◆ **About this exercise**:
As the answer, give every line of the records that includes the word "textured".

Point localization data:
****************
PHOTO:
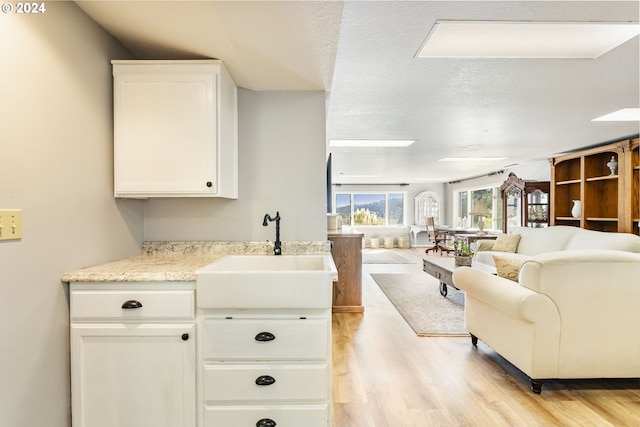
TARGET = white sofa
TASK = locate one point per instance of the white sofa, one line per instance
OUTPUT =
(573, 314)
(535, 241)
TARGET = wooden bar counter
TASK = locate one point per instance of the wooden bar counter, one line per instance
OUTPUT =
(347, 254)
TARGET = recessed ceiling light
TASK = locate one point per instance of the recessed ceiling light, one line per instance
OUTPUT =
(471, 159)
(525, 39)
(623, 115)
(370, 142)
(341, 175)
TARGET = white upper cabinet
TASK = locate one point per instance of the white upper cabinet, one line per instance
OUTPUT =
(175, 129)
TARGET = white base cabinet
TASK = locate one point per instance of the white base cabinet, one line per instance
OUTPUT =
(133, 356)
(265, 368)
(175, 129)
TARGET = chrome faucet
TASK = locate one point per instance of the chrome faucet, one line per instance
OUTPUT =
(277, 247)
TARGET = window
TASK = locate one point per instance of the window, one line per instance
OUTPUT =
(465, 200)
(374, 208)
(427, 204)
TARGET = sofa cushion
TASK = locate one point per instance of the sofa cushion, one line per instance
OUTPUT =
(506, 243)
(508, 266)
(590, 239)
(535, 241)
(486, 257)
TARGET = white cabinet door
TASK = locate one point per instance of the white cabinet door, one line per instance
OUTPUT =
(133, 375)
(175, 129)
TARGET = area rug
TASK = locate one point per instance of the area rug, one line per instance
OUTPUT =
(383, 256)
(417, 298)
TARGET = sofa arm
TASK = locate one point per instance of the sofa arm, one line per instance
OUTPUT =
(484, 244)
(505, 295)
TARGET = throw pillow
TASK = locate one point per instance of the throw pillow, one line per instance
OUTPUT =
(507, 267)
(506, 243)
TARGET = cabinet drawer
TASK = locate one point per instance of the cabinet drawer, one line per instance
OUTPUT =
(156, 304)
(279, 382)
(291, 339)
(283, 416)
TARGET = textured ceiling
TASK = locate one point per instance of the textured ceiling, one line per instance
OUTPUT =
(364, 54)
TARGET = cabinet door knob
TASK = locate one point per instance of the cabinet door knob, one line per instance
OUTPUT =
(127, 305)
(265, 336)
(265, 380)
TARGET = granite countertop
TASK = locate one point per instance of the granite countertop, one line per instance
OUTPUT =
(178, 261)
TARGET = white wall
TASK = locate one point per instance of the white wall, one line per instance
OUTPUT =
(281, 166)
(55, 165)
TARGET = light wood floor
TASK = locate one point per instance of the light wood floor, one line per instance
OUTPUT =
(386, 376)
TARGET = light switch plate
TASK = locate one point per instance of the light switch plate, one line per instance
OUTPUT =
(10, 224)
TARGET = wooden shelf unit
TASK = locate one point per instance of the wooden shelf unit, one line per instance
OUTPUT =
(609, 201)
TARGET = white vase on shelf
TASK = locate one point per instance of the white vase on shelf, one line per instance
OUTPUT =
(576, 210)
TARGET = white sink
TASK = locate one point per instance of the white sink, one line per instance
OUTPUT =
(267, 281)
****************
◆ **Output for this exercise**:
TARGET = textured ceiling
TASK = locate one point per instance of the textured ceiling, one line per instance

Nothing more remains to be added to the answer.